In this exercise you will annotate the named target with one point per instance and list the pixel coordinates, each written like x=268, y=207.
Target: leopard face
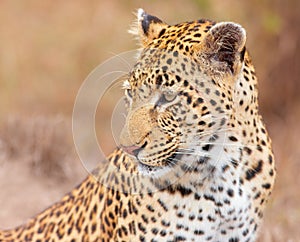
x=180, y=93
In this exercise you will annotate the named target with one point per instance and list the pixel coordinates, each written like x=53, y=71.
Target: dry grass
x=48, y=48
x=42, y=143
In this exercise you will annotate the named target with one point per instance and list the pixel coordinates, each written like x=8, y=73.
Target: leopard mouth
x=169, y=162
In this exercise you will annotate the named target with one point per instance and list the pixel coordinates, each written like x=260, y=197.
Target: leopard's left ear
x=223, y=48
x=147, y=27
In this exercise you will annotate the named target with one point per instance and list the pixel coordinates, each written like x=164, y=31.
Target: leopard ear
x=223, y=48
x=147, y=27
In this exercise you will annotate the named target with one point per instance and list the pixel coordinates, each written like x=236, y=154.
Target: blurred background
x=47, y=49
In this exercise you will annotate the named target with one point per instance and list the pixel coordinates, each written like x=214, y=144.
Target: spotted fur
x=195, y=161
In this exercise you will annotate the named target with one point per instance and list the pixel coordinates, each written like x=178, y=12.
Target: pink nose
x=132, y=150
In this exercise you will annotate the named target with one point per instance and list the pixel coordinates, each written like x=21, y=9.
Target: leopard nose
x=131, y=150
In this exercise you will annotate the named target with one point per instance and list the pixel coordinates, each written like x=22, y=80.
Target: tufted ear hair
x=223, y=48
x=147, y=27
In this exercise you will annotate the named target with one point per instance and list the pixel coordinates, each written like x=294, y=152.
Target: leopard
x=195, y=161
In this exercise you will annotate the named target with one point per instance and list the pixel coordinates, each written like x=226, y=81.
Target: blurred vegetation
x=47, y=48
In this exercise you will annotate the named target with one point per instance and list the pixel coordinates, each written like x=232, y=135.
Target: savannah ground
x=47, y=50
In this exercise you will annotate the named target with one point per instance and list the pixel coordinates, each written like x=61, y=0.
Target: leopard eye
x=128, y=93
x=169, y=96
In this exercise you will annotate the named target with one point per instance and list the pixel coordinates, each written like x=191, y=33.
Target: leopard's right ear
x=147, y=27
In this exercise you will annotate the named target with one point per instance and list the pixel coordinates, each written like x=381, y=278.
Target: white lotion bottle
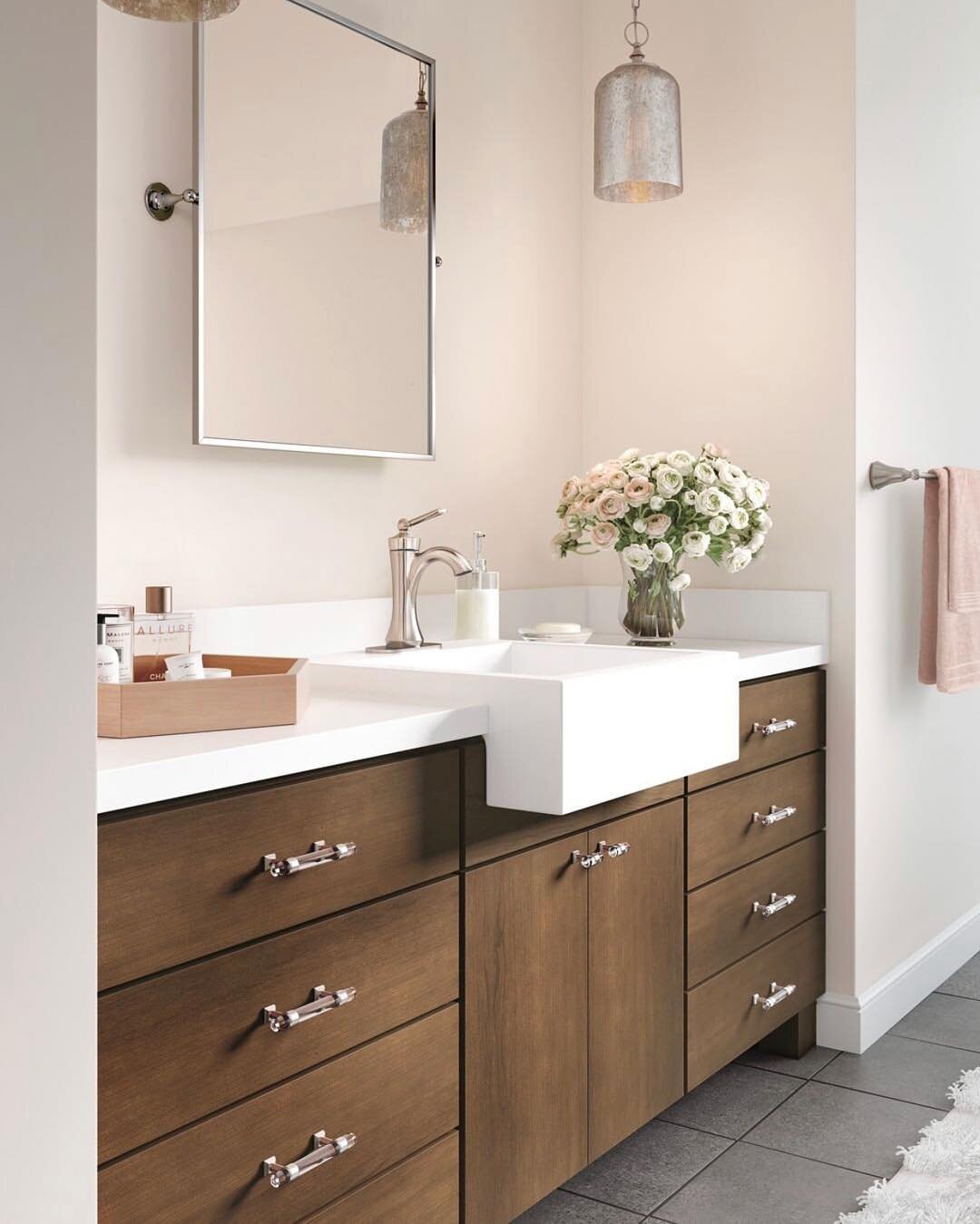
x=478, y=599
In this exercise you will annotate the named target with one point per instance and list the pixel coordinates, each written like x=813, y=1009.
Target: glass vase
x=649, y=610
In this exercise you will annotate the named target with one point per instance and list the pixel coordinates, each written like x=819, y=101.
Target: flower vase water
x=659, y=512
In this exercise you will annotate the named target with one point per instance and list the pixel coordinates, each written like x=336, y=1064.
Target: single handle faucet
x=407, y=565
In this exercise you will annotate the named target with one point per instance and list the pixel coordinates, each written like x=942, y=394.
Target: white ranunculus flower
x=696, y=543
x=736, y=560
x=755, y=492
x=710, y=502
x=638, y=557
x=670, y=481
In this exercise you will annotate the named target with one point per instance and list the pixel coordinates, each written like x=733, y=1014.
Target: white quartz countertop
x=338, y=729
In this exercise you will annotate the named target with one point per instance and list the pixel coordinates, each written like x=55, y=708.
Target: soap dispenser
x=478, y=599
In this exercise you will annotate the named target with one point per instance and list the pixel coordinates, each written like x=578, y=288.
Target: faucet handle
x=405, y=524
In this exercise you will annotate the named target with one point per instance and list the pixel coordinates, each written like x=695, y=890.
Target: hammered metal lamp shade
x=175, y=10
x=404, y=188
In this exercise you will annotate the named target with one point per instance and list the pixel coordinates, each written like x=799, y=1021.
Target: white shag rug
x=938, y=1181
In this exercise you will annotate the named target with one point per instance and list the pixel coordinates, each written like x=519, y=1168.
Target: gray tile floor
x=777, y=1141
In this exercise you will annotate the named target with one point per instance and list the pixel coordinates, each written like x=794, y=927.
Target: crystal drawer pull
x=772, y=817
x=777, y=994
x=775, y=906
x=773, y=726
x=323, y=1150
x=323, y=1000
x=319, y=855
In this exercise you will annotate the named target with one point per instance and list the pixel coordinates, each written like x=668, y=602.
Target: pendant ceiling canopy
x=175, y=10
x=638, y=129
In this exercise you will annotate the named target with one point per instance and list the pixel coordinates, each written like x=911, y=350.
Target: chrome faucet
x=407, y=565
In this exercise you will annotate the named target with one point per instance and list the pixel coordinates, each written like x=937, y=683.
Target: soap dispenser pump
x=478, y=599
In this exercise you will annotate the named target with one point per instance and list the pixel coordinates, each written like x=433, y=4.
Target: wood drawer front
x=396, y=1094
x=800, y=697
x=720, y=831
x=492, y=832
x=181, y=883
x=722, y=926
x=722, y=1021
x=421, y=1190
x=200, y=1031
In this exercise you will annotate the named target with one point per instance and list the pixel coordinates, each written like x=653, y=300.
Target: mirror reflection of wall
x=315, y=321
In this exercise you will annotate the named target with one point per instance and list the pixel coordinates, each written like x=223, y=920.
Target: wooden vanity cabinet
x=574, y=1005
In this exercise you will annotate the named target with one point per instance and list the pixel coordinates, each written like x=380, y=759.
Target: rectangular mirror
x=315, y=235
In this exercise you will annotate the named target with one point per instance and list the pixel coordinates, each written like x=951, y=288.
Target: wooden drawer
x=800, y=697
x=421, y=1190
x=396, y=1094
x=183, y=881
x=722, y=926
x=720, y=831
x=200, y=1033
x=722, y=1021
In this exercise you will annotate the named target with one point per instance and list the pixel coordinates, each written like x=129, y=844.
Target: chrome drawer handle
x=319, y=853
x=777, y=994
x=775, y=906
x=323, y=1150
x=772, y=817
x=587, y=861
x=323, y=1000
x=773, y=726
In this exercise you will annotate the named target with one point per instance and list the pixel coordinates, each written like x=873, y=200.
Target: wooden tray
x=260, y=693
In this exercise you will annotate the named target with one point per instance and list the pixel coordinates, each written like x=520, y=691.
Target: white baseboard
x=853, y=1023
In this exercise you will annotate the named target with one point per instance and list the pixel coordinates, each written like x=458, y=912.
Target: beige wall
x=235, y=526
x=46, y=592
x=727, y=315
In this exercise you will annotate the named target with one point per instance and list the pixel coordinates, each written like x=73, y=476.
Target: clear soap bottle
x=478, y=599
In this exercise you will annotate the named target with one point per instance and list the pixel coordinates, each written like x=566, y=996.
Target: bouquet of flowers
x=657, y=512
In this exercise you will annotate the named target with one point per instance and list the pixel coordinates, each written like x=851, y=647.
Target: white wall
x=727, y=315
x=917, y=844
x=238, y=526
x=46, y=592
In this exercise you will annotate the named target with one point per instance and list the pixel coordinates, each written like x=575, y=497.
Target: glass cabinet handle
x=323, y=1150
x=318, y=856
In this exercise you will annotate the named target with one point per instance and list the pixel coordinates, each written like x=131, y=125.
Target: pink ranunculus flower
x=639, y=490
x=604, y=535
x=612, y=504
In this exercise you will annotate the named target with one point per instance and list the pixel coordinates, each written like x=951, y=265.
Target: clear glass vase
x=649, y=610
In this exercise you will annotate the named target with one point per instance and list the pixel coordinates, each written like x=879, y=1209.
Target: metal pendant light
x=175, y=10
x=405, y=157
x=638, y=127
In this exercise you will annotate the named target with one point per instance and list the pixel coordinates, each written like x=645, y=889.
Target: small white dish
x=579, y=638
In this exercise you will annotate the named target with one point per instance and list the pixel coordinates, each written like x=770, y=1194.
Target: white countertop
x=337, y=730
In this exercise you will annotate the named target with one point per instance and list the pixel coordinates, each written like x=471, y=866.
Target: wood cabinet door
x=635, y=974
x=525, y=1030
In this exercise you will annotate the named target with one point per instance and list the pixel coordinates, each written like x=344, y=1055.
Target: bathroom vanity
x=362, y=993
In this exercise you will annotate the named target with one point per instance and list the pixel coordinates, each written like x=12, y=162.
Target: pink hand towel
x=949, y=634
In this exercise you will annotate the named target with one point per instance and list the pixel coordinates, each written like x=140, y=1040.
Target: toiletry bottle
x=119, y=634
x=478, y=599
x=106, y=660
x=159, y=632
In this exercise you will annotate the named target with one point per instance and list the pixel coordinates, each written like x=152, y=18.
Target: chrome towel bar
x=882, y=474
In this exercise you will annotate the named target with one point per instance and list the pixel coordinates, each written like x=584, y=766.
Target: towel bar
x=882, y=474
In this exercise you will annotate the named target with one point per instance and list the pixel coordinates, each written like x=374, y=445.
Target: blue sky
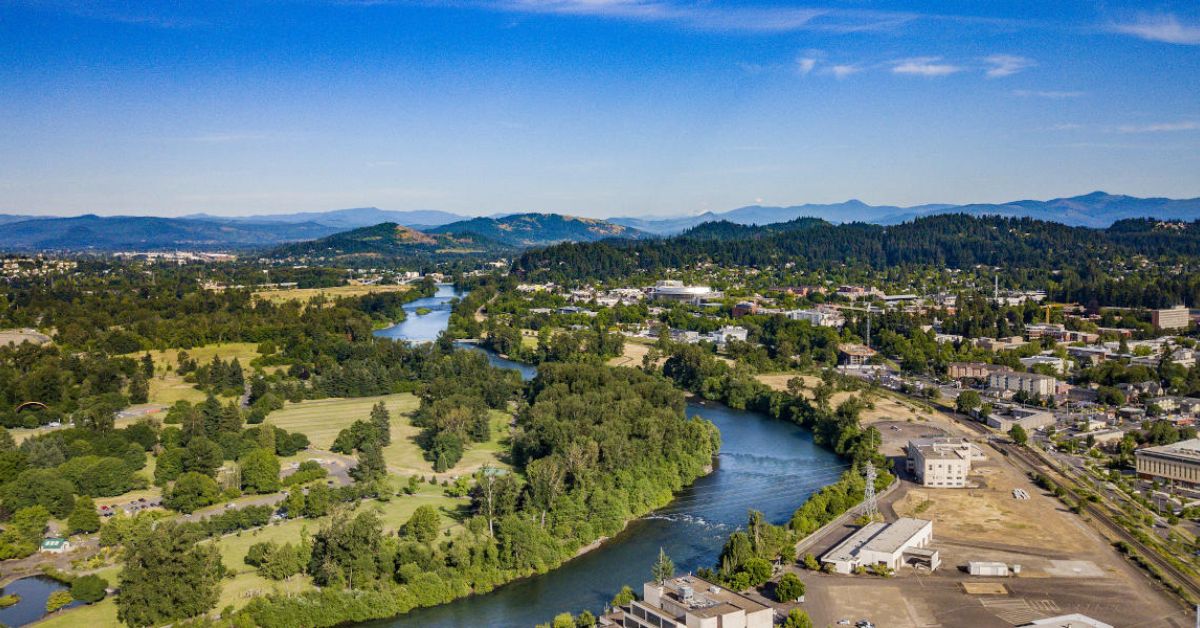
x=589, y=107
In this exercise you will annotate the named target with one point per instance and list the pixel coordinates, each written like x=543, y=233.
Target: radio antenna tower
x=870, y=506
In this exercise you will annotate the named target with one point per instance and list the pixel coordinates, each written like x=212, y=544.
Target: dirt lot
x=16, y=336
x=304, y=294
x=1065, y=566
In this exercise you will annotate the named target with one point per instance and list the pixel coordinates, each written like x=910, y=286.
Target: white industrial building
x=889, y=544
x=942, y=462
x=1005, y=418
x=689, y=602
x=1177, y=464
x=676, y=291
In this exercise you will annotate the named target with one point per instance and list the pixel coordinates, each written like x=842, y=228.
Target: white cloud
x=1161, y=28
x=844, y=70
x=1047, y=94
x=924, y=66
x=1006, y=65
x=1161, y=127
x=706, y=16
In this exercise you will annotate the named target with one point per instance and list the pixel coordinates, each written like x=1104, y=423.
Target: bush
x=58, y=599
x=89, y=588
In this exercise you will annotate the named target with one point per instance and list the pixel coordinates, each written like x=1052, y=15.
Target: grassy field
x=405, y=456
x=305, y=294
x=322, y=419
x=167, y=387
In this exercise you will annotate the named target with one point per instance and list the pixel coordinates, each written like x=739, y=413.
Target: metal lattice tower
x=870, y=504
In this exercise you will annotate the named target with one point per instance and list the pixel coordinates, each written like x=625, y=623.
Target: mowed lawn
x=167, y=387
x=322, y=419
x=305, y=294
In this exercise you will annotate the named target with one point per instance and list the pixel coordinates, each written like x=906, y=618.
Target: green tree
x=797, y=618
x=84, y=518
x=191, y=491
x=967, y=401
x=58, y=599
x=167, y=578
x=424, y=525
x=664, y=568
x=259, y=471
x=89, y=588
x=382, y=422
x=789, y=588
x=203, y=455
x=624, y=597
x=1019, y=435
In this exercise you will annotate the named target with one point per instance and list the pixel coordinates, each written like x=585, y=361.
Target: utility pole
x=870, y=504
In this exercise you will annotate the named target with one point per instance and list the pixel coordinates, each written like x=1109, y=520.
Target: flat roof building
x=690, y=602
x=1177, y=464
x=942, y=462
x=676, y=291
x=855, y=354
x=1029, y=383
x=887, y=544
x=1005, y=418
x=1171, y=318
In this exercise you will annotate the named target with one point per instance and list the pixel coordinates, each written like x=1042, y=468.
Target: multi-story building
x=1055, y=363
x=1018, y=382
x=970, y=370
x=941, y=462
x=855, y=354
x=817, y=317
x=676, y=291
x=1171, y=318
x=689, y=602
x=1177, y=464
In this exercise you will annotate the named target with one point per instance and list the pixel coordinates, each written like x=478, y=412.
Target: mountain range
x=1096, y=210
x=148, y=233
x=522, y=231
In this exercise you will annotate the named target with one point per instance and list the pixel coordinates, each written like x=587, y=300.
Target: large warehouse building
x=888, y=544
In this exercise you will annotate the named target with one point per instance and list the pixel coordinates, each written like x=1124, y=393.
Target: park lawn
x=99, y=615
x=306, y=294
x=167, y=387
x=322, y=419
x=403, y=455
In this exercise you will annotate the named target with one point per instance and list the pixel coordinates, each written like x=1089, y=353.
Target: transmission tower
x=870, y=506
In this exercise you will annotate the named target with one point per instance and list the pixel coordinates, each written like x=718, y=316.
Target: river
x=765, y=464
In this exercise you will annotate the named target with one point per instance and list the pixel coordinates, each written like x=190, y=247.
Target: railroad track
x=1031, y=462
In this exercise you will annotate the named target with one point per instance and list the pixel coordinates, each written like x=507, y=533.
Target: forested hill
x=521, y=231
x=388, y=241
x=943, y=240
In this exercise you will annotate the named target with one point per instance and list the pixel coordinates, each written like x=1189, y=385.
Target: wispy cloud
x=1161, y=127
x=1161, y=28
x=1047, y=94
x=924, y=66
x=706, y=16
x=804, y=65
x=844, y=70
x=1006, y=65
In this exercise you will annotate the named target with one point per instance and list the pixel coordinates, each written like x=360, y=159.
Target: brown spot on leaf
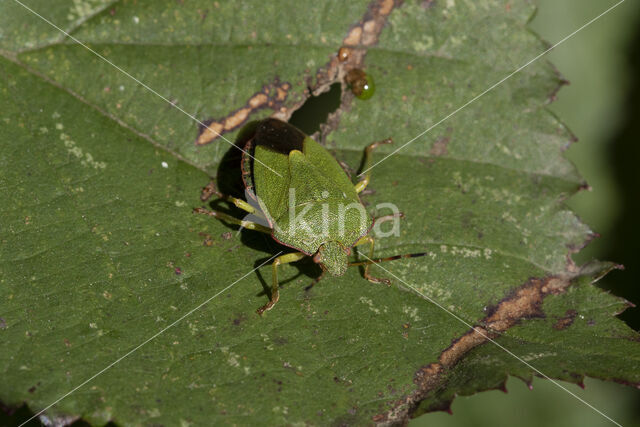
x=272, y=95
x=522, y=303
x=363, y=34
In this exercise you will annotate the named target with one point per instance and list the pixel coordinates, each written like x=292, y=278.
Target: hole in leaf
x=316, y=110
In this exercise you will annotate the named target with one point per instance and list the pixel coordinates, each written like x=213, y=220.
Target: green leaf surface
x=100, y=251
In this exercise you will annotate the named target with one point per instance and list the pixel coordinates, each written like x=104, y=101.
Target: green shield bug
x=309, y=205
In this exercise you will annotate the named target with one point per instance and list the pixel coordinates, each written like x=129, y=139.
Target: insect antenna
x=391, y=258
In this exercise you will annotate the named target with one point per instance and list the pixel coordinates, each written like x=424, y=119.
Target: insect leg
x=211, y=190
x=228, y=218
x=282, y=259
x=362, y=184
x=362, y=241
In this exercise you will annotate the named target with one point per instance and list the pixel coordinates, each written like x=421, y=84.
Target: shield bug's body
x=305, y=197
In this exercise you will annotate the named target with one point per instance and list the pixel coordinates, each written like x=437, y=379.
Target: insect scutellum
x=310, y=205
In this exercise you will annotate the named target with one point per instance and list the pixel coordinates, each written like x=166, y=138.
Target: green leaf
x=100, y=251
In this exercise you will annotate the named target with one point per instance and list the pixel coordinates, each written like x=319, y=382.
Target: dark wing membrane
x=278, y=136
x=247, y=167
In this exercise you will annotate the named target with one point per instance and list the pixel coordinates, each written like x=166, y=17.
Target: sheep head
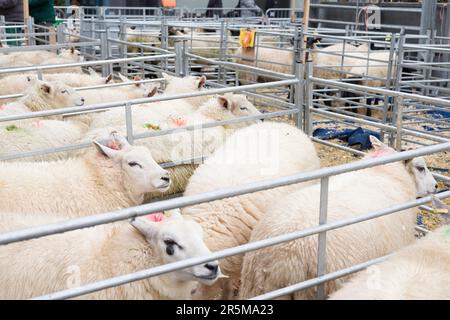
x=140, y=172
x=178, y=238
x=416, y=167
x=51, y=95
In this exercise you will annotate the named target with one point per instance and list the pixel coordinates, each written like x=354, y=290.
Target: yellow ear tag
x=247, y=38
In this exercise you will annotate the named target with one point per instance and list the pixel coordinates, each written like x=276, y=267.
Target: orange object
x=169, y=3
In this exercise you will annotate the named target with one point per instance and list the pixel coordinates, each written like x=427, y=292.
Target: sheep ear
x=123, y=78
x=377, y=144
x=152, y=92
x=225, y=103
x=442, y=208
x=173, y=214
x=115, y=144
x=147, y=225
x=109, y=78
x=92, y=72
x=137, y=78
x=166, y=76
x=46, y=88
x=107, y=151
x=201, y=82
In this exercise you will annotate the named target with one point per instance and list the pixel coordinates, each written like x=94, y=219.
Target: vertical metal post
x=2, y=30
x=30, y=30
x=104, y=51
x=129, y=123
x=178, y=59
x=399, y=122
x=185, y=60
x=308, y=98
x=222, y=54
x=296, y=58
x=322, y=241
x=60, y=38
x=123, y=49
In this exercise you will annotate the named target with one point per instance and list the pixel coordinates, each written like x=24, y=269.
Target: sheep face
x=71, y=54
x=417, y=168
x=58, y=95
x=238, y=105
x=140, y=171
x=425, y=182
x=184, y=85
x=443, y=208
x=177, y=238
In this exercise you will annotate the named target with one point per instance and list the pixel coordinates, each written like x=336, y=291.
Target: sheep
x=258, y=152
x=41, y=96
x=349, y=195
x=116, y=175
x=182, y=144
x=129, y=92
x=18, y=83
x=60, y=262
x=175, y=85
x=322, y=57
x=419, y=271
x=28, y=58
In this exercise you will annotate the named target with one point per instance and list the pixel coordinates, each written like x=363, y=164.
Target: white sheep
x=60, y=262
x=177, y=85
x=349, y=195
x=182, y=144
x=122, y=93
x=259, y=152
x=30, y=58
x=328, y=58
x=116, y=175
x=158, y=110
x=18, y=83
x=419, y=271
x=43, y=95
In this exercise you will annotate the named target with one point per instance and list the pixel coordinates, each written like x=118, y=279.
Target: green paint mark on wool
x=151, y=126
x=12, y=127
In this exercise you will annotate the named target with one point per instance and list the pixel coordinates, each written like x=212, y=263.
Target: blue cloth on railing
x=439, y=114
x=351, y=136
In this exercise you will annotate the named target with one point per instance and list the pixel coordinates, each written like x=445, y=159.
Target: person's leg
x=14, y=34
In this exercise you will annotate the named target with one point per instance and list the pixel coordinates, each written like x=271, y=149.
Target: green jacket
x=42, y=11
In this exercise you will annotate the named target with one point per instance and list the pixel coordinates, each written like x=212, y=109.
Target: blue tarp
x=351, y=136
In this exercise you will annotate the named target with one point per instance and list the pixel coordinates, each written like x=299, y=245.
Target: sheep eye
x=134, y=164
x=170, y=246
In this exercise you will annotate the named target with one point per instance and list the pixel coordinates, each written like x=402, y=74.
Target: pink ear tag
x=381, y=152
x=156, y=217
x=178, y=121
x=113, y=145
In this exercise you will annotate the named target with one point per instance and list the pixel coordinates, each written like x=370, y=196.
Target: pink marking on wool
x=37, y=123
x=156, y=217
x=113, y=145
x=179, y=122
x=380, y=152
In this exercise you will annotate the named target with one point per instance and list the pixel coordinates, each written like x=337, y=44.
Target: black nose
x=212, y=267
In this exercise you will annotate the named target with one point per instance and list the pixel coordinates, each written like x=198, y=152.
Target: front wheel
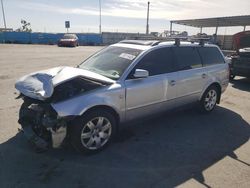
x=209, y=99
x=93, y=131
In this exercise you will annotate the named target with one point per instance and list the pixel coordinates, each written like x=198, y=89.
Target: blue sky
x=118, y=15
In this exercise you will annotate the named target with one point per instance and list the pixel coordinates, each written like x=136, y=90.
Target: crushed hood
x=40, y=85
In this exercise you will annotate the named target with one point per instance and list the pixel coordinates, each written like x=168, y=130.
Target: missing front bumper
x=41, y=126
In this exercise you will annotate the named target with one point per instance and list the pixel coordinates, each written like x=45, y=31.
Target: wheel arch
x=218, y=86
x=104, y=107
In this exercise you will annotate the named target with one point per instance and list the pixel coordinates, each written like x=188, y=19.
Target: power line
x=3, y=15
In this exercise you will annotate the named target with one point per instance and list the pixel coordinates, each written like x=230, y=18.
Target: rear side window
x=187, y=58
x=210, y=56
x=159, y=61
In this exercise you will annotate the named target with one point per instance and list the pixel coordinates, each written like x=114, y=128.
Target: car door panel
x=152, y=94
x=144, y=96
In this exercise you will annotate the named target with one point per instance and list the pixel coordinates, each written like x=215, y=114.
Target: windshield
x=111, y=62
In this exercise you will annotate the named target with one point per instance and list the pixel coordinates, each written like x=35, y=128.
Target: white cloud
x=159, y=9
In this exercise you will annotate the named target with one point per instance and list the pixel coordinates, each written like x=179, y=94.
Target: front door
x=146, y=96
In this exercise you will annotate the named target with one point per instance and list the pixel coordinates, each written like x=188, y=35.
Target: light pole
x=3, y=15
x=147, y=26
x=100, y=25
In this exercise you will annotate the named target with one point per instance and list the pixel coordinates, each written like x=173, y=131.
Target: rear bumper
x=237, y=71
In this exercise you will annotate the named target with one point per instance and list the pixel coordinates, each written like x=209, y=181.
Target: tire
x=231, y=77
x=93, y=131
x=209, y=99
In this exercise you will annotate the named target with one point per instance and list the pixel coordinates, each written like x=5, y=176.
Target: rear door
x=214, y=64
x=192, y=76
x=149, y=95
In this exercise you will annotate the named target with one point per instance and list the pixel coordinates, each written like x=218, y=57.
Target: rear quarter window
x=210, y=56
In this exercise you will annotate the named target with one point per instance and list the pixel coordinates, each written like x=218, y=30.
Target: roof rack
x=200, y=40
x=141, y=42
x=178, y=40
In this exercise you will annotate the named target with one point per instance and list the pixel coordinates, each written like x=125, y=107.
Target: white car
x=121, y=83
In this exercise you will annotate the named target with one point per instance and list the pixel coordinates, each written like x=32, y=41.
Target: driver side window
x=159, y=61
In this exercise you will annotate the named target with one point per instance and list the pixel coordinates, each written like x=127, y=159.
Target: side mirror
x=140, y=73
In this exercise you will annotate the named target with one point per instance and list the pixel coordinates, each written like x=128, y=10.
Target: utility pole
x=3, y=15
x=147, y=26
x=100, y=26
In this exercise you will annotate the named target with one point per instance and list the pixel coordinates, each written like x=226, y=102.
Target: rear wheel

========

• **EXERCISE**: Nothing but the lines from the beginning of the material above through the line containing "like x=232, y=135." should appear in the answer, copied exactly and free of pictures.

• **OUTPUT FOR THIS TASK**:
In this exercise you will annotate the named target with one point per instance and list the pixel coordinates, each written like x=268, y=207.
Target: leopard face
x=180, y=93
In this exercise you will annotate the named target with one point per instance and list the pixel coordinates, each written like x=53, y=71.
Target: dry grass
x=48, y=48
x=42, y=143
In this exercise you will annotate the named target with one point per instance and list the pixel coordinates, each written like x=8, y=73.
Target: leopard mouth
x=169, y=162
In this exercise you will annotate the named target with one point per instance and list the pixel coordinates, each written like x=260, y=197.
Target: leopard's left ear
x=223, y=48
x=147, y=27
In this exercise you will annotate the named target with one point per instance and list the pixel coordinates, each written like x=164, y=31.
Target: leopard ear
x=223, y=48
x=147, y=27
In this exercise you will annotate the named target with one point per instance and list the pixel coordinates, each written like x=236, y=154.
Target: blurred background
x=47, y=49
In this exercise you will annotate the named target with one point per instance and list the pixel coordinates, each written like x=214, y=144.
Target: spotted fur
x=195, y=161
In this exercise you will annotate the named target with one point per instance and list the pixel coordinates, each written like x=178, y=12.
Target: pink nose
x=132, y=150
In this exercise you will annotate the named target with one point per instance and list the pixel coordinates, each written like x=21, y=9.
Target: leopard nose
x=131, y=150
In this exercise you will annotate the named target with one point per instance and list the pixel coordinates, each written like x=22, y=80.
Target: tufted ear hair
x=223, y=48
x=147, y=27
In this exercise you will annotate the named target with one point per instance and list the pixel coordinates, each written like x=294, y=152.
Target: leopard
x=195, y=161
In this exercise you will annotate the named target with one point per instance and list the pixel coordinates, each written like x=226, y=81.
Target: blurred vegetation
x=47, y=48
In this exercise you will annotate the named target with one point per instance and list the pixel coordinates, each written like x=232, y=135.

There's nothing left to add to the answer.